» PASSAGE SHOWN
As we have already explained how you go about finding hypothesis to test, you might be wondering how do product managers validate a product hypothesis.
Guess what?
You’ve come to the right place to learn the process by which product managers go about validating their ideas.
A Warning To Product Managers About Validating Your Product Hypothesis
Reports that say that something hasn't happened are always interesting to me, because as we know, there are known knowns; there are things we know we know. We also know there are known unknowns; that is to say we know there are some things we do not know. But there are also unknown unknowns—the ones we don't know we don't know. And if one looks throughout the history of our country and other free countries, it is the latter category that tends to be the difficult ones

Why Product Managers Validate Their Product Hypothesis
Like many things in life, the answer boils down to simple economics. In fact, this economic phenomenon even has a name, “Opportunity Cost”, which describes the unseen and often unaccounted for potential benefits missed when choosing one alternative over another.
Every idea decision you make in life has an opportunity cost (I need to remember to teach that to my kids); applied to your life as a product manager, working on one feature means not working on another, so you need a method to screen out the crappy ideas while not making enemies. It won’t be a perfect method, but at least you can say you tried, right?

As previously described in Part 1 of this series, Product Hypothesis Testing: Generating The Hypothesis, the first step in hypothesis testing involves setting up two competing hypotheses, the null hypothesis and the alternative hypothesis.
Null hypothesis: states the “status quo”. This hypothesis is assumed to be true until there is evidence to suggest otherwise.
Alternative hypothesis: the statement that one wants to conclude.
The goal of hypothesis testing is to see if there is enough evidence to reject the null hypothesis by conducting experiment to prove or disprove the hypothesis. But don’t be too good at it or you risk being like Facebook (Everything You Need to Know About Facebook’s Controversial Emotion Experiment)
Since we do not live in a perfect world, the reality is that you are going to be conducting these small data driven experiments on a product that a risk-taking entrepreneur build on their own intuition and savvy (Do not let the irony of this situation keep you awake at night).
There are many validation approaches you can take for a given hypothesis, but the professional approach is to use the correct combination of some of the following:
- User analytics: Provides objective data
- Internal stakeholders discussions: Good for assessing the cost of the cost benefit equation
- Customer/user interviews and surveys. Uncovers the potential benefits of any proposed changes
- MVP construction
- A/B testing of different workflows: Generates more objective data
Hypothesis validation is really a puzzle that you need to solve, which each validation approach providing you with one more piece you can snap on.

» PROVIDED RECORDS
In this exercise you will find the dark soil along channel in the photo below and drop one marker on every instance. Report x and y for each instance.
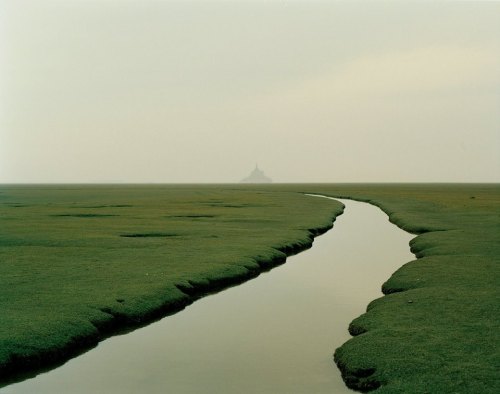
(274, 334)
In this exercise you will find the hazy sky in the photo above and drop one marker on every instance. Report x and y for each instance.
(200, 91)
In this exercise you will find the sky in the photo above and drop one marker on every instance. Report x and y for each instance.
(202, 91)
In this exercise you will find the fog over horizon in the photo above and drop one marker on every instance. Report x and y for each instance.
(105, 91)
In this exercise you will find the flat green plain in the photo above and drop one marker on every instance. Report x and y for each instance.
(79, 263)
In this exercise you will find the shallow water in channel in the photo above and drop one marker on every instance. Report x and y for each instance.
(273, 334)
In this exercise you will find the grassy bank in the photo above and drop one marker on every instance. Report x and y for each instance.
(79, 263)
(437, 328)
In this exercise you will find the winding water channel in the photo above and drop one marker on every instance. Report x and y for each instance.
(273, 334)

» EXERCISE REQUIREMENTS
Transcribe from the product hypothesis validation text, starting with "Alternative hypothesis: the" and going on through "awake at night).". The records play no part in what comes next.

» COMPLETED TASK
Alternative hypothesis: the statement that one wants to conclude.
The goal of hypothesis testing is to see if there is enough evidence to reject the null hypothesis by conducting experiment to prove or disprove the hypothesis. But don’t be too good at it or you risk being like Facebook (Everything You Need to Know About Facebook’s Controversial Emotion Experiment)
Since we do not live in a perfect world, the reality is that you are going to be conducting these small data driven experiments on a product that a risk-taking entrepreneur build on their own intuition and savvy (Do not let the irony of this situation keep you awake at night).